• Work task: Only lines that contain the word "helmet" are to be returned from the data below.

• Dataset content:
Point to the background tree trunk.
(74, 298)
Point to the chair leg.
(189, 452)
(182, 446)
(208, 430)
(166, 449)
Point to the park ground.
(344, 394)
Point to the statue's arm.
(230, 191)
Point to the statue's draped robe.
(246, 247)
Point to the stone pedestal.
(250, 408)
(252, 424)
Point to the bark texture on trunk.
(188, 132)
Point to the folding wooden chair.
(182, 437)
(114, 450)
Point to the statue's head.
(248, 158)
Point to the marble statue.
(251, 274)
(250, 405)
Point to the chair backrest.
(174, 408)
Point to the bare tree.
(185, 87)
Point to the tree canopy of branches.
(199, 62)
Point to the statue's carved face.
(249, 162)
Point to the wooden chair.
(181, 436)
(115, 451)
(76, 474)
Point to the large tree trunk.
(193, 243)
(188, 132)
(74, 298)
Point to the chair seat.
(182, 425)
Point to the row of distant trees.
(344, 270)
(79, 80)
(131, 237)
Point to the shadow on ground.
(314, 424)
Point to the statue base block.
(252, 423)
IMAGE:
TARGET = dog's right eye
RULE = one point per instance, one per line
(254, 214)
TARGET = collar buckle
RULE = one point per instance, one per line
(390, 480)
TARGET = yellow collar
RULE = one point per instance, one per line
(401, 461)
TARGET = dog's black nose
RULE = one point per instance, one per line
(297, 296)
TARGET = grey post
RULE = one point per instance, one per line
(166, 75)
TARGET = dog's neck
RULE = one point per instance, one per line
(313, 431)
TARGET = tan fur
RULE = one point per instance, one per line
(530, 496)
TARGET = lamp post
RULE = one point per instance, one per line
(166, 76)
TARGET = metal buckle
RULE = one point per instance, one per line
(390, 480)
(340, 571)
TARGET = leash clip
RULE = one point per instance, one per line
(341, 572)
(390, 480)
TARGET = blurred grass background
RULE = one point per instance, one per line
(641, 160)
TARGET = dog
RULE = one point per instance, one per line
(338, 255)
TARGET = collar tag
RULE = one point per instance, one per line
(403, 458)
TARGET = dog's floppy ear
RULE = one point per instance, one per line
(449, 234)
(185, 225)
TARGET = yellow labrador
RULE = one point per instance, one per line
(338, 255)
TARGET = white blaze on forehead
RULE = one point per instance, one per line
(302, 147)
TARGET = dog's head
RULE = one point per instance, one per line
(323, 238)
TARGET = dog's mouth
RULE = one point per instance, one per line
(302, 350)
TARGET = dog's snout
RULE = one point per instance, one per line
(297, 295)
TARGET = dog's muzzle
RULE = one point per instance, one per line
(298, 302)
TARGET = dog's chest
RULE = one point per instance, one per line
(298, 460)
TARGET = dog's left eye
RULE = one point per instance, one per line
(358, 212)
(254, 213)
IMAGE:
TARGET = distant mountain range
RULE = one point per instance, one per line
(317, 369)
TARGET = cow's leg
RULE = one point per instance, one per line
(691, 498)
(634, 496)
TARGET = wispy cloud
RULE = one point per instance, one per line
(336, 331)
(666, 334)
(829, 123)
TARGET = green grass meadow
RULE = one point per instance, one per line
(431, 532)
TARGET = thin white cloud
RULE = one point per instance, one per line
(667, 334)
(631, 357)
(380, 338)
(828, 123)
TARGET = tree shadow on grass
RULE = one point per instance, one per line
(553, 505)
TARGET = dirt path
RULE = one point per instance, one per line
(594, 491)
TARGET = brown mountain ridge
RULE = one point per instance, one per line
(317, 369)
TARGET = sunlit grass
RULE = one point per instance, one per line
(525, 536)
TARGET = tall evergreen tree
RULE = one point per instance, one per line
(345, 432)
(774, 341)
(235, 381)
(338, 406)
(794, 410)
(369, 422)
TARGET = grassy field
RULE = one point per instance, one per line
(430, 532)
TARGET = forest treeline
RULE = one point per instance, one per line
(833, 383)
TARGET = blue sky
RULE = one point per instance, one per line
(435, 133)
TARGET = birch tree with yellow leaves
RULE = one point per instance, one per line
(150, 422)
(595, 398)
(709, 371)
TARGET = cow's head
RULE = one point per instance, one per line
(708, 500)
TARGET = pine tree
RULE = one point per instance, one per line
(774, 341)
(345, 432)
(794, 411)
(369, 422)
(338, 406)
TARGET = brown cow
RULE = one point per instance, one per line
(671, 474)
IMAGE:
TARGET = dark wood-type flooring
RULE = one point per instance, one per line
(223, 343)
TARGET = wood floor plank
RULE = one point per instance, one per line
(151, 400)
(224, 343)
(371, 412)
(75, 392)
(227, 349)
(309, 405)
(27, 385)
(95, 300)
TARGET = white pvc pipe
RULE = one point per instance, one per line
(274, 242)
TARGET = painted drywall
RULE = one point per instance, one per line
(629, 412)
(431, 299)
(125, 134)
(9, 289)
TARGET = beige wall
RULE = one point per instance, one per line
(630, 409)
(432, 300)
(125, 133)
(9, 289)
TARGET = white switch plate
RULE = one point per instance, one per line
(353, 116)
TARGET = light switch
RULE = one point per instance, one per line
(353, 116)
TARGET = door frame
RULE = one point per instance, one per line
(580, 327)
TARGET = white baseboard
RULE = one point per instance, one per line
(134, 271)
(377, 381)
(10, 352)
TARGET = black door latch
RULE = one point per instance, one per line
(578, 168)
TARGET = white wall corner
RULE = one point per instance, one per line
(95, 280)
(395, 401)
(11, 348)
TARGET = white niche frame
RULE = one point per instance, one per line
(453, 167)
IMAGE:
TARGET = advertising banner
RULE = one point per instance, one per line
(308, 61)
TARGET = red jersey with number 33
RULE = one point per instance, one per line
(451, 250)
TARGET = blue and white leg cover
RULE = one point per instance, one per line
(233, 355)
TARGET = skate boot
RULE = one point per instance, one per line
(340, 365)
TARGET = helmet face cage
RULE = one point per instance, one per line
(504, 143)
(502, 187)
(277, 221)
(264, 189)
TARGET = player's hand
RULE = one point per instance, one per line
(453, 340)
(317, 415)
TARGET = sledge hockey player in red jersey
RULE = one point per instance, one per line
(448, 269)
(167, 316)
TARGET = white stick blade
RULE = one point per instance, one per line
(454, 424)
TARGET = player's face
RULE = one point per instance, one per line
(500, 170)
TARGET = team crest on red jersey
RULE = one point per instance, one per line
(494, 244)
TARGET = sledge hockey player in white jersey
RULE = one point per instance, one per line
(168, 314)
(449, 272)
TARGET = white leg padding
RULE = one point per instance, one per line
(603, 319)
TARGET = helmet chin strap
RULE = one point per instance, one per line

• Finished exercise:
TARGET = helmet face cage
TARGET = helmet chin strap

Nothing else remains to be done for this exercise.